## begin Raw records
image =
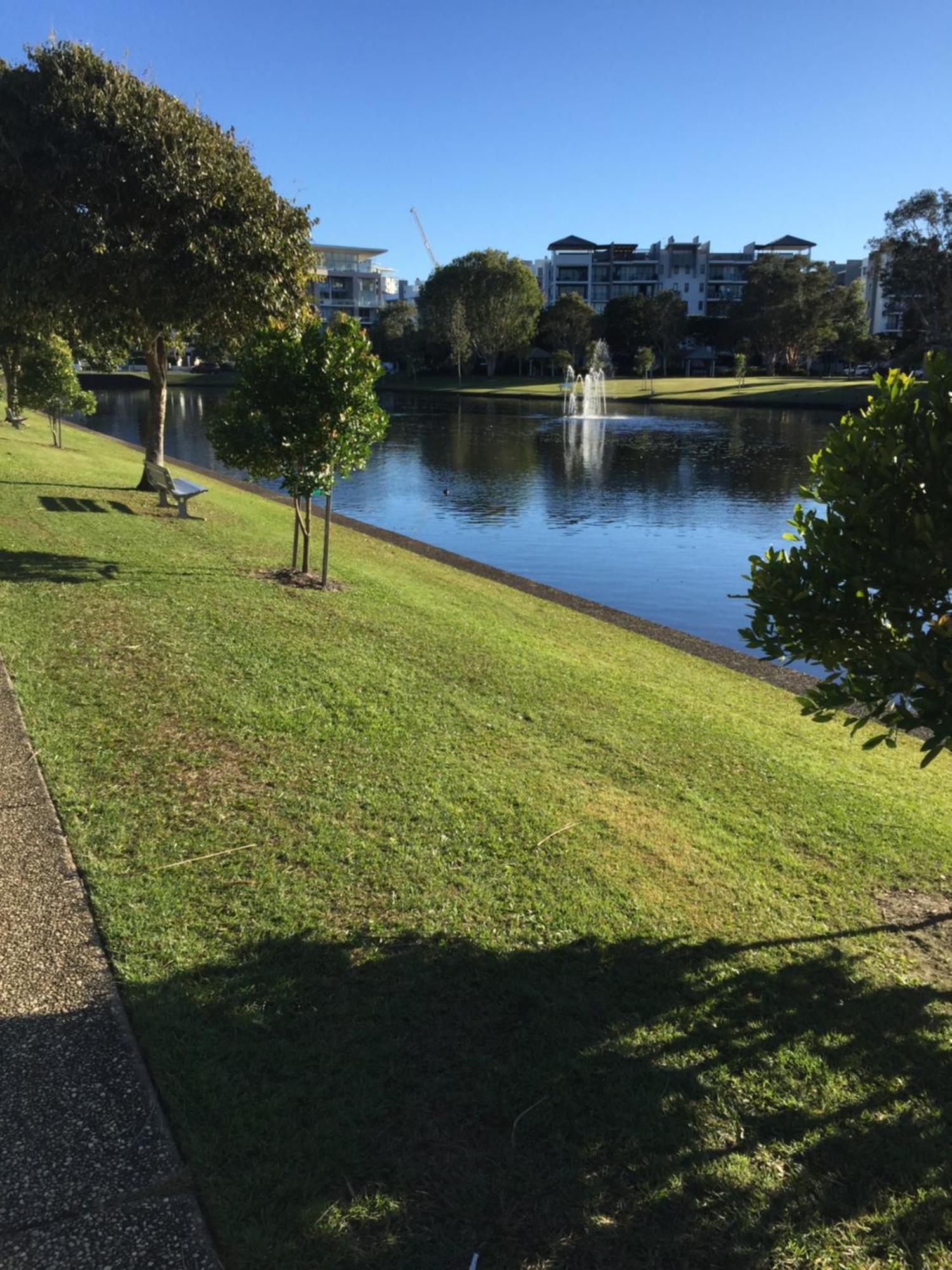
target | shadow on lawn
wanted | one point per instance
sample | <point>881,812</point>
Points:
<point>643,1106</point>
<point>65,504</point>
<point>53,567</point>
## end Raw records
## begin Raw records
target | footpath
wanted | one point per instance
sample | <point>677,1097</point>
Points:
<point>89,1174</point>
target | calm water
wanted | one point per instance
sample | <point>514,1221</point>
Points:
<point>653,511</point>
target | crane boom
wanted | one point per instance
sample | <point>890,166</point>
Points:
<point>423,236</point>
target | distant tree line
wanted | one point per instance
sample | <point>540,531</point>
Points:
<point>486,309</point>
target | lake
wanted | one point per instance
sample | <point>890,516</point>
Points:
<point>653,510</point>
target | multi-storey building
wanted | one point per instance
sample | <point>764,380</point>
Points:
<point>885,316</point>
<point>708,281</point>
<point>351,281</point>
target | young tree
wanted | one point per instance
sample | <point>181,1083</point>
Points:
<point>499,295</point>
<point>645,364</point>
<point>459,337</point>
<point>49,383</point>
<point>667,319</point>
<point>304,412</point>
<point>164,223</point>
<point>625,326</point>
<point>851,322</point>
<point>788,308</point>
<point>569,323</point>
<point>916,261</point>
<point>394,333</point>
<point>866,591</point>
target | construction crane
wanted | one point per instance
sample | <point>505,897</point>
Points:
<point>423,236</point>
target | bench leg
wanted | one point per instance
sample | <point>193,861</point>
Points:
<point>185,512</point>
## end Raw records
=== Given instruction ===
Reproduce, without alteration, the lines of the records from the line containing "target | construction crane" up to and including the line containing "<point>185,512</point>".

=== Solution for this problem ===
target | construction crane
wanted | one point per instance
sample | <point>505,897</point>
Points:
<point>423,236</point>
target | bench leg
wanted | one point per instance
sample | <point>193,861</point>
Points:
<point>185,512</point>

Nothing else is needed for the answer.